(Rows from a pointing dataset)
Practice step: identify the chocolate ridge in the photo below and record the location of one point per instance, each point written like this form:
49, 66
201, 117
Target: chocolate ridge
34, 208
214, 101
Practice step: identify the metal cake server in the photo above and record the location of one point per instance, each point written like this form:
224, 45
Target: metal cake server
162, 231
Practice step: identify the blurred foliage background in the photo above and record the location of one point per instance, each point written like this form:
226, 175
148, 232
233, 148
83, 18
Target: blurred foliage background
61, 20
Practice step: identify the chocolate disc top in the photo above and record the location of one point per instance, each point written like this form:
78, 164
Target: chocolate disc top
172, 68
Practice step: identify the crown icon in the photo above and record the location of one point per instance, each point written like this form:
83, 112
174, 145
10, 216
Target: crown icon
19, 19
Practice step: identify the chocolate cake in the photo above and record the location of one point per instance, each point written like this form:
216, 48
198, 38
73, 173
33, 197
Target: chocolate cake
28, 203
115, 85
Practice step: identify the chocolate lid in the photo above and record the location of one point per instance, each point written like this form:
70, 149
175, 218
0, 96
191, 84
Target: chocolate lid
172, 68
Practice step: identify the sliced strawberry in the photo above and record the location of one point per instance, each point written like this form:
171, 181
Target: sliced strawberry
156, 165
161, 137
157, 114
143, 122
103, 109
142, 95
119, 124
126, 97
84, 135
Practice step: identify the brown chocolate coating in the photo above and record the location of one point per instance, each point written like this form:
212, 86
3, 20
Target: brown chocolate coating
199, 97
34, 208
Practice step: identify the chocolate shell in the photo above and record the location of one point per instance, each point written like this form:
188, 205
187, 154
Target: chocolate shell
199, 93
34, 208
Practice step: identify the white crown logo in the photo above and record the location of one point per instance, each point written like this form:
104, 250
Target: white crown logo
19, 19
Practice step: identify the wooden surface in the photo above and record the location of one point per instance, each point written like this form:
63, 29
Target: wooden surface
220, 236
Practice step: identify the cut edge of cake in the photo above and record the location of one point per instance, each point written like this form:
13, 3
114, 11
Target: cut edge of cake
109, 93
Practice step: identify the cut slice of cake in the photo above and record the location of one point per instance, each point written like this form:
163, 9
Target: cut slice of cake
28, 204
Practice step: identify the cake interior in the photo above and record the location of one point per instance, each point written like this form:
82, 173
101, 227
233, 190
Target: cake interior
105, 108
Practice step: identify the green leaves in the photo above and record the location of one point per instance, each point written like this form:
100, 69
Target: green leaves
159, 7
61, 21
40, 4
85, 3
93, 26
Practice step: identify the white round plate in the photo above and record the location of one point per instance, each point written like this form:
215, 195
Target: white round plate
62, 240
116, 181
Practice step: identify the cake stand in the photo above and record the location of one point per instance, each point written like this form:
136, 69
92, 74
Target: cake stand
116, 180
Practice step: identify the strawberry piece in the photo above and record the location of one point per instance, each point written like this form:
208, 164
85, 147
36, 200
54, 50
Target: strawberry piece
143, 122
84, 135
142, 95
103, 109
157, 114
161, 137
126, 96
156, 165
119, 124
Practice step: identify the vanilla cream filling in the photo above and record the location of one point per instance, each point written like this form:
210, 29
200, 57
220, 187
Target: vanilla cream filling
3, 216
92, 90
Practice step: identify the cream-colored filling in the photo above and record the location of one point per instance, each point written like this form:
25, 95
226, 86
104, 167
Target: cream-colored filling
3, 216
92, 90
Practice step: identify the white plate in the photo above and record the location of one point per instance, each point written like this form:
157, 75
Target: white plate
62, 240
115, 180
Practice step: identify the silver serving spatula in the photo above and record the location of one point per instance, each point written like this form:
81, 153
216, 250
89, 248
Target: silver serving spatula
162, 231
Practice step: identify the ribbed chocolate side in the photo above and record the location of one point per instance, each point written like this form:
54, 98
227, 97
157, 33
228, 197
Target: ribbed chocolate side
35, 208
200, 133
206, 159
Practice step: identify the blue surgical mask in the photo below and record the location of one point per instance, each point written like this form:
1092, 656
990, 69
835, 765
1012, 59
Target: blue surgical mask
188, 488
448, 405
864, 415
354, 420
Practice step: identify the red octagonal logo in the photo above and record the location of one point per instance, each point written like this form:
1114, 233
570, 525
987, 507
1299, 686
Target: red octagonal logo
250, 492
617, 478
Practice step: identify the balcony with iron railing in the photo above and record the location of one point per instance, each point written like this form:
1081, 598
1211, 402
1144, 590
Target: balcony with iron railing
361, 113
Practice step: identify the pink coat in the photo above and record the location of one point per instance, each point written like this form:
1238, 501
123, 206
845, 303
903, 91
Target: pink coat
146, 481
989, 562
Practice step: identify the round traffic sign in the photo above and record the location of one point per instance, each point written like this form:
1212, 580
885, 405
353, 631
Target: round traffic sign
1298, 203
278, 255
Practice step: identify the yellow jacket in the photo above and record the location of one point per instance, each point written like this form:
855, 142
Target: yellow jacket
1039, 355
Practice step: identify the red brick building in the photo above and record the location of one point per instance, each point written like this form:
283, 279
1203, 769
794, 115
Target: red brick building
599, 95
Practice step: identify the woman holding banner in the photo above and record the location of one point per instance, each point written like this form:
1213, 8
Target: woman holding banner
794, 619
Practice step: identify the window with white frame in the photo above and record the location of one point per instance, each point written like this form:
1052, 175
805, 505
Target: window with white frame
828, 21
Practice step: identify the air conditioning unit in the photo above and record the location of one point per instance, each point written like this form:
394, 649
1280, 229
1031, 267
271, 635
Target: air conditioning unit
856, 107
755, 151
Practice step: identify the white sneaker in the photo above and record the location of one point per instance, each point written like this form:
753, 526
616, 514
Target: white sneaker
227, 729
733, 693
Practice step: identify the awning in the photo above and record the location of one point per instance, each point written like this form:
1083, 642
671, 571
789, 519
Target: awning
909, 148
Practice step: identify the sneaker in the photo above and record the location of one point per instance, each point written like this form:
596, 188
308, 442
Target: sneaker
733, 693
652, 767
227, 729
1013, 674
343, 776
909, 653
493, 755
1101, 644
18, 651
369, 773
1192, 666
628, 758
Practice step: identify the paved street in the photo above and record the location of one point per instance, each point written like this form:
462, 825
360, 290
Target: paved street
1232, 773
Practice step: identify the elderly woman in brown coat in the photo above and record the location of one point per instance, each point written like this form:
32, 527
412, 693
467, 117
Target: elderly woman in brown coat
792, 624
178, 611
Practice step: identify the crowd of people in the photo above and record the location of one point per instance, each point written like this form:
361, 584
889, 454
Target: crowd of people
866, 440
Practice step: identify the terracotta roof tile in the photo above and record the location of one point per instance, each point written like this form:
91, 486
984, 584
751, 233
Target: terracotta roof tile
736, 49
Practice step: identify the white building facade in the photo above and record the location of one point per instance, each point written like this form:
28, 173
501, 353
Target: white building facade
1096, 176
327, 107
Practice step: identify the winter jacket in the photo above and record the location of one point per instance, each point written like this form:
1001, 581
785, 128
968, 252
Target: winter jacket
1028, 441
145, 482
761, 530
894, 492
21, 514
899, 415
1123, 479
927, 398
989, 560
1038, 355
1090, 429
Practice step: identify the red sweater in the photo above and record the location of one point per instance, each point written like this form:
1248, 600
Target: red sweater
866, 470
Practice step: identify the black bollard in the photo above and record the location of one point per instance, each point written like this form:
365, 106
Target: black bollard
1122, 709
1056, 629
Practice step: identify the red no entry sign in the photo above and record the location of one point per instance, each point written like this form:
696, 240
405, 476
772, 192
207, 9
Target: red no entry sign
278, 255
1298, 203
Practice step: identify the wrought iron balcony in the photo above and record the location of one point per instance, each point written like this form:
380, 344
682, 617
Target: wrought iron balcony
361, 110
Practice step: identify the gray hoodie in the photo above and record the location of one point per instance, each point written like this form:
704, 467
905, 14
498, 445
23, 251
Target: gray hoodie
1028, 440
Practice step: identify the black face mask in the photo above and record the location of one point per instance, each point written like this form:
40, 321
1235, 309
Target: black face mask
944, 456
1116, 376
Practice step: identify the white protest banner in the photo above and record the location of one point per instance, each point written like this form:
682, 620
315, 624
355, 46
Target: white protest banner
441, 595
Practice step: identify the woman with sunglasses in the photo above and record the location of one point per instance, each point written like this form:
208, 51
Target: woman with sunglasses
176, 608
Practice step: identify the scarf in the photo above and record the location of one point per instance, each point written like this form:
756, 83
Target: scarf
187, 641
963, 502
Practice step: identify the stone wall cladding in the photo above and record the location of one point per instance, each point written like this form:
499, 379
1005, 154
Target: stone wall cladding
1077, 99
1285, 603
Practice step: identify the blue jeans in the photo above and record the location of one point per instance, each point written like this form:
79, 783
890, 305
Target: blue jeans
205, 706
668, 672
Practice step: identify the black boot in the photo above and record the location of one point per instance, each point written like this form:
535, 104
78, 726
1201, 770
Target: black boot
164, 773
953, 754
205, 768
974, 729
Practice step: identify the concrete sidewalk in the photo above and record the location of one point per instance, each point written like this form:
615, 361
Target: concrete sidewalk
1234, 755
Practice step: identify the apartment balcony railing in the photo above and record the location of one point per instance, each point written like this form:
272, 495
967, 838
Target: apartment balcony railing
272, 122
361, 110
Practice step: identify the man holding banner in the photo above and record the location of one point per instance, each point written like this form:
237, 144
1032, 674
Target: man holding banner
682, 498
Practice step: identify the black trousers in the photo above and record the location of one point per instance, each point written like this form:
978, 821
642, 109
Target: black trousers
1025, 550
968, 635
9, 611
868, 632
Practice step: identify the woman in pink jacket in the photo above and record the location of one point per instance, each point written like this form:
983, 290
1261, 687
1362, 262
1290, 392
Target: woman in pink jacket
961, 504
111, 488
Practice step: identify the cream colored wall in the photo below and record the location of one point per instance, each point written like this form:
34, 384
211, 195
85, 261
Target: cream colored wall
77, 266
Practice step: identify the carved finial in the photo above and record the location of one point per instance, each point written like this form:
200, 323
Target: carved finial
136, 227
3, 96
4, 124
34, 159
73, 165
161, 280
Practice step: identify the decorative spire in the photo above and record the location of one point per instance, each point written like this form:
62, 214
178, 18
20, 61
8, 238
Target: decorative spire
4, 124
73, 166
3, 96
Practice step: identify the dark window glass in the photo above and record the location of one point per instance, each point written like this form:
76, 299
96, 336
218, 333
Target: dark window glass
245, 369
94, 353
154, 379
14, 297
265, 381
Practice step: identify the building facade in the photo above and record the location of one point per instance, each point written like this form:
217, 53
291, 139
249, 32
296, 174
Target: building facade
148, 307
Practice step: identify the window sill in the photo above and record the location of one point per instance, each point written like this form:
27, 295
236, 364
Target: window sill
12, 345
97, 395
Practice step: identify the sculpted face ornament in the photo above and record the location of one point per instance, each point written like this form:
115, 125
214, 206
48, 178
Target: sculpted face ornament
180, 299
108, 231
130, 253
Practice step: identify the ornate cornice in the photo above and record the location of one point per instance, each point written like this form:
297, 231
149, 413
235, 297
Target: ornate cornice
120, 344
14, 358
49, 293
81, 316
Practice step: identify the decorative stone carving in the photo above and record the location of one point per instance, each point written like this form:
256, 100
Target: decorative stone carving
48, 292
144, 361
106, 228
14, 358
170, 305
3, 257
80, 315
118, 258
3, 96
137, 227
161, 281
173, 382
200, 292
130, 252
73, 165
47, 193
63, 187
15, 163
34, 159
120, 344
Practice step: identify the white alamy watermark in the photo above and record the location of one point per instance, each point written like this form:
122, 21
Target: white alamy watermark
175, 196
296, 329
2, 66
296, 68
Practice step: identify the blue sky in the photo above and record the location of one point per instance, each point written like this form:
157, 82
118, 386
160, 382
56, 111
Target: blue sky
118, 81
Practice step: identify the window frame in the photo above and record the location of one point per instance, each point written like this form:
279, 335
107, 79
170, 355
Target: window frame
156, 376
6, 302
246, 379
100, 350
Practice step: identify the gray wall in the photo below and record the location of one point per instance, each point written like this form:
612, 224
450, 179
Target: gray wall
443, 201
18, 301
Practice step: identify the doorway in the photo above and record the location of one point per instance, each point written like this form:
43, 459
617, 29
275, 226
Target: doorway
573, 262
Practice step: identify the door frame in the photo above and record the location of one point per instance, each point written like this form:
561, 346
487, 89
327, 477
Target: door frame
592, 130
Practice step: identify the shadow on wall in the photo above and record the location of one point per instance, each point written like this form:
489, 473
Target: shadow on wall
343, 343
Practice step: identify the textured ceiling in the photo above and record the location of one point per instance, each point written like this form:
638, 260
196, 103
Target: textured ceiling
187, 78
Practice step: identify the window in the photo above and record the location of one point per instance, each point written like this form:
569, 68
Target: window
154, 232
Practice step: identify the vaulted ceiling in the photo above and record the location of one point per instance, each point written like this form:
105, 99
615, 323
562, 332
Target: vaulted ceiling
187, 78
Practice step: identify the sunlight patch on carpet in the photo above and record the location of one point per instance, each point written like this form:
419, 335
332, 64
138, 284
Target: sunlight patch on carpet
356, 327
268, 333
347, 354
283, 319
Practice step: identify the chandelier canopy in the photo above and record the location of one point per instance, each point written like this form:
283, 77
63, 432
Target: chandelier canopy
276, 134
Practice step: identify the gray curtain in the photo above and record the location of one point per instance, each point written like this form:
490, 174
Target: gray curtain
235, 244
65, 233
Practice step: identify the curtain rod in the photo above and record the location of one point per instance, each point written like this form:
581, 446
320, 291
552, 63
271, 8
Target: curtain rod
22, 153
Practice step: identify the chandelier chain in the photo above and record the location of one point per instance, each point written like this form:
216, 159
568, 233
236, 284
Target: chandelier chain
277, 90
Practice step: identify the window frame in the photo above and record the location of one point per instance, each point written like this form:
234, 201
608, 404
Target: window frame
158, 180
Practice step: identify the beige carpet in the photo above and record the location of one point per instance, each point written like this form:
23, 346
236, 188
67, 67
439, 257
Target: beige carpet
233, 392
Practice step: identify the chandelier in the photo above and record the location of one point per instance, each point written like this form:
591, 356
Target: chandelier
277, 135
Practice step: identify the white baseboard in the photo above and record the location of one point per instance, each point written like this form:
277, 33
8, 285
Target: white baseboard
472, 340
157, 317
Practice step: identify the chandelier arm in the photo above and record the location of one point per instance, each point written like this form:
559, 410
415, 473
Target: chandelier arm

-- STATED PROBLEM --
Exactly as written, give again every line from the one containing "Practice step: identify the gray curtain" through the last line of the material above, and no other lines.

-- TASK SOLUTION --
Practice step: identify the gray curtain in the photo above and record the location of one point per instance, each point written like this form:
490, 174
Target: gray curtain
235, 244
65, 233
Practice step: identify the curtain rod in the photo above and record the location of one point per instance, each point written like this form:
581, 446
320, 291
552, 63
271, 8
Target: curtain rod
22, 153
Practice step: identify the chandelier chain in the photo above and record the location of one point per instance, each point written like this form:
216, 159
568, 233
236, 284
Target: chandelier chain
277, 90
Practice step: identify the window frame in the photo above and record the location of one point per instance, each point written like this form:
234, 201
608, 404
Target: window frame
158, 180
Practice step: identify the beige carpet in the photo above and record the location of one point per instance, each point written like this form:
23, 346
236, 188
67, 67
439, 257
Target: beige carpet
233, 392
Practice step: identify the chandelier in the photo above and record the location of one point per instance, each point written like this form:
591, 356
Target: chandelier
277, 135
Practice step: identify the white baseboard in the photo above and record the location of one point per instance, each point written like this form:
277, 33
8, 285
Target: white baseboard
472, 340
157, 317
Practice step: identify the chandelier arm in the photo above and record the location of one point per instance, each point written like this form:
559, 410
415, 473
Target: chandelier arm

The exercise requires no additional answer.